Top of Records for this exercise

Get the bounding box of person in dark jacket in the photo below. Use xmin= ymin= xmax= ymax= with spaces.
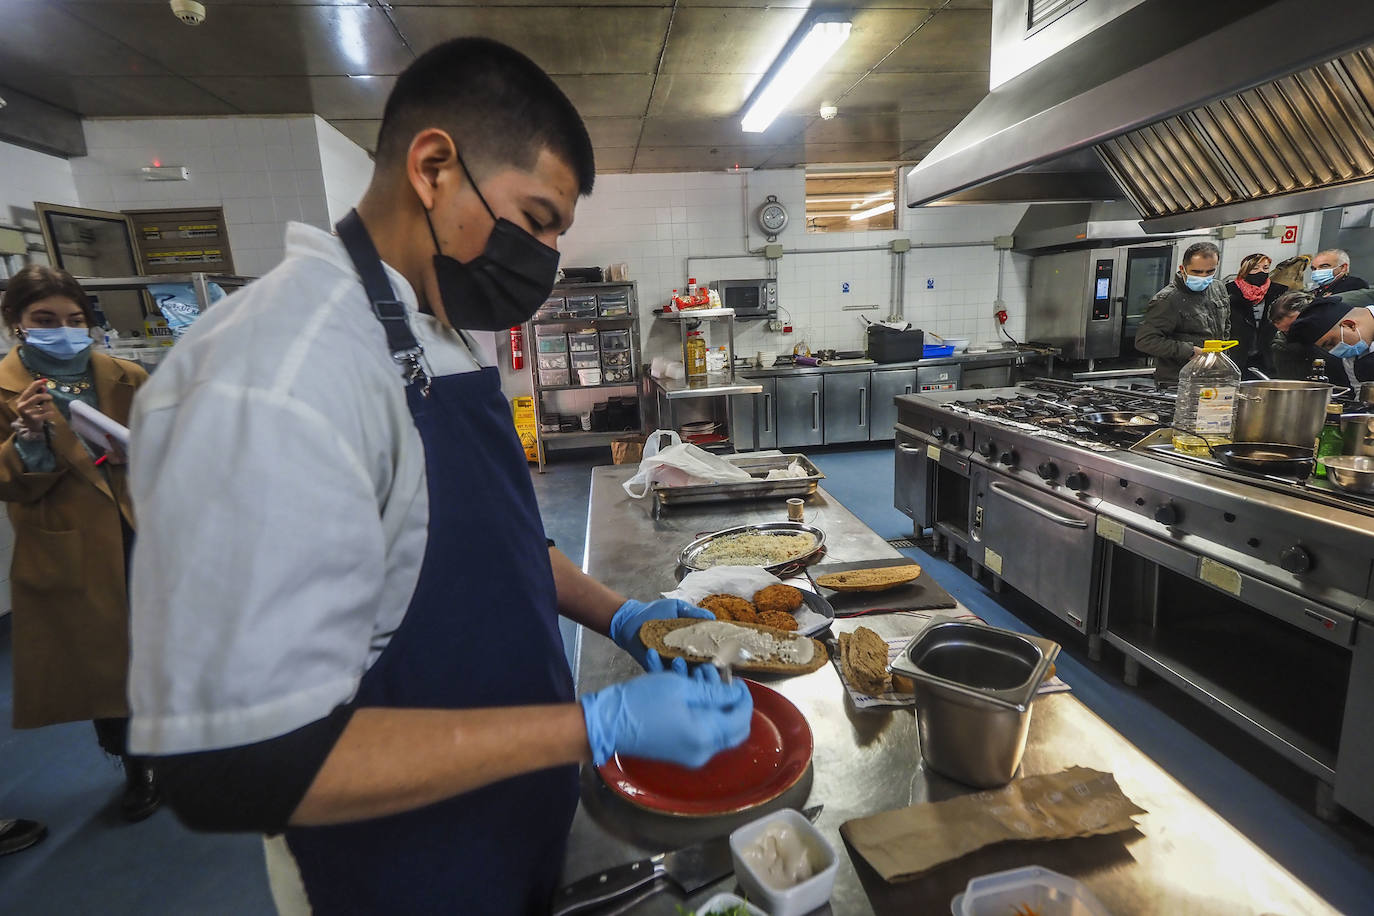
xmin=1226 ymin=253 xmax=1287 ymax=375
xmin=1309 ymin=248 xmax=1368 ymax=296
xmin=1135 ymin=241 xmax=1231 ymax=386
xmin=1269 ymin=291 xmax=1320 ymax=379
xmin=1287 ymin=292 xmax=1374 ymax=387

Bottom of Records for this exercise

Give back all entries exactly. No pictures belong in the copy.

Written answer:
Get the bounding box of person in dark jacket in the photo below. Use xmin= ymin= xmax= ymax= with spaces.
xmin=1226 ymin=253 xmax=1287 ymax=375
xmin=1309 ymin=248 xmax=1368 ymax=296
xmin=1135 ymin=241 xmax=1231 ymax=386
xmin=1269 ymin=291 xmax=1320 ymax=379
xmin=1287 ymin=292 xmax=1374 ymax=387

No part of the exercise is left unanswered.